### SELECTED TEXT
+++++

The other thing is that the sarpanch totally dictated everything on the island. The whole emphasis was on just that little spine of shops. He controlled everything because he paid off everybody. Everybody was in his pocket. We went there, and we found that the policemen who were supposed to be patrolling the island were working as waiters in his shop. He owned all the shops; he owned the restaurants. Almost half the boats are owned by him. So he has completely captured the economics of the island and has been holding everybody to ransom because he was keeping all the right people happy. He threatened to throw me into the sea. He threatened to throw my architects into the sea. The big battle with him started because he had a shop and a restaurant right outside the caves and we said that this was prohibited by law. He threatened me and he threatened everybody, but the ASI demolished it.

 

And therefore, today, if you go to the site, it is very peaceful. It wasn’t like that earlier. We covered up the nallahs, we did all the paving, we worked with the whole wall and the railings, we worked with the ASI to plan it. But the ASI also ran into problems. I remember this one time the archaeologist called me and said, ‘Madam, he is not letting our boats land’, because he controls the boats and they had got another boat. He was preventing the ASI boat which carried the cement and the bricks to do the walls and the work; he was not letting them land.

  

As INTACH, one of the big problems we have everywhere, at all sites—because we are involved with construction, we are involved with the restoration of major monuments—is that we do not give bribes, we are scrupulously honest, and this is a problem. It is one of the reasons we get targeted.

 

So we prepared the management plan which was submitted to UNESCO in 2004, and we got a very high commendation. It is the official plan that went from the ASI to UNESCO. We did a lot of work. The Act (The Elephanta Island (Protected Monument) Rules of 1957) is very important because it gave it a legal status. The entire island of Elephanta is covered by the Act. And then working with that, we were able to develop buffer zones and make sure that CRZ and all the other laws that can ensure this is a protected area, were developed.

+++++

### DATA EXCERPT
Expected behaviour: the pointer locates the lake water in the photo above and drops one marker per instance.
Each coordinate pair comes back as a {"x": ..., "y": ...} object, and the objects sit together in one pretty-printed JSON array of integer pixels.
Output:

+++++

### SET OF TASKS
• A. Reproduce word for word the part of the Elephanta Island text that begins with the words containing "As INTACH, one" and ends with "area, were developed.".
• B. Pick up the Elephanta Island text where it ends and keep writing it.

### RESPONSES TO THE EXERCISE
• A.
As INTACH, one of the big problems we have everywhere, at all sites—because we are involved with construction, we are involved with the restoration of major monuments—is that we do not give bribes, we are scrupulously honest, and this is a problem. It is one of the reasons we get targeted.

 

So we prepared the management plan which was submitted to UNESCO in 2004, and we got a very high commendation. It is the official plan that went from the ASI to UNESCO. We did a lot of work. The Act (The Elephanta Island (Protected Monument) Rules of 1957) is very important because it gave it a legal status. The entire island of Elephanta is covered by the Act. And then working with that, we were able to develop buffer zones and make sure that CRZ and all the other laws that can ensure this is a protected area, were developed.

• B.
So we did a detailed study. If you see our management plan, we hired Tata Institute of Social Sciences to do a detailed demographic economic profile of the island. We had an IIT professor come and do an environmental geographic profile of the island. Now what people don’t know is that Elephanta is on the faultline. There is a fault line that runs through Bombay and through this whole region, and it goes in a couple of directions and one of the lines goes under Elephanta. So it is in a seismic zone of up to 6 or 5 on the Richter scale. We had Professor [V.] Subramanyan from IIT, who is these days a big expert, come and do a geological study of Elephanta. We did everything. One of the reasons we did that is because they were dredging the rear part of Elephanta for JNPT (Jawaharlal Nehru Port). And because they were dredging on the rear part of Elephanta for JNPT, it was destabilising the caves slightly. We felt that if they kept chopping away the island, at some point it will impact the caves.  We looked at disaster management—what are the [possible] disasters? So we looked at seismic activity, and we looked at this dredging. We did work with the mangroves—we worked with Bombay Natural History Society to work on the mangroves, on a mangroves rehabilitation plan and on a forest rehabilitation plan.  

 

So the potential of the island is enormous. You can have artists go there and have artists’ camps; you can have music festivals. We should be doing a music-dance festival every month, every weekend at Elephanta. If you really wanted to open it up, that is what you should do, because Shiva is a God of dance. Ganesh is the god of music. These are the things that we should be putting out there, encouraging art institutions and people to work there. Instead, they want to put in an Essel World. If I have to, I will go to the courts. We went to the courts in the case of the mills—we have managed to save four mills which they are going to now turn into a museum. We went to the courts to save Khotachi Wadi. We are now helping Rajan Jayakar with the High Court. So we, in case of very serious aberrations, if nothing else works, can go the courts.

 

So what we were able to do in the end is that we were able to create the management plan and send it to UNESCO. We were able to do much more—draft guidelines, create the tourism management plan, make a comprehensive development plan, and we were also able to create a site museum which unfortunately is in a bad state. We cleaned up the entire site. So what you see today is the result of INTACH’s work. We also created the working drawings to redo the whole jetty. We built the toilet. I haven’t seen it for some years now, but hopefully it is in a decent condition.   

 

I do know that there is a plan to electrify the island, and I just think that is the beginning of the end. Electrifying, what is the intention? We need to work with a vision. What would we like this island to become? No one is saying that you shouldn’t have a restaurant, or that you shouldn’t have amenities or that you shouldn’t have shops. But the question is how you develop them, how you present them, and how you respect the environment in which it is. It is in a very green environment. The focus should be on greening the island, the focus should be on restoring some of the mangroves and the beaches. There is no effort to clean up the garbage. So those are the things which need to be addressed. Also the steps—what has happened to the steps going up now? Because the villagers have all created pucca sites on the steps, those steps which are a hundred years old are now all collapsing. And the steps are owned by the ASI, but the land on either side of the steps is of the Forest Department. So they are half managed by Forest Department, and half by the ASI. It is all very confused.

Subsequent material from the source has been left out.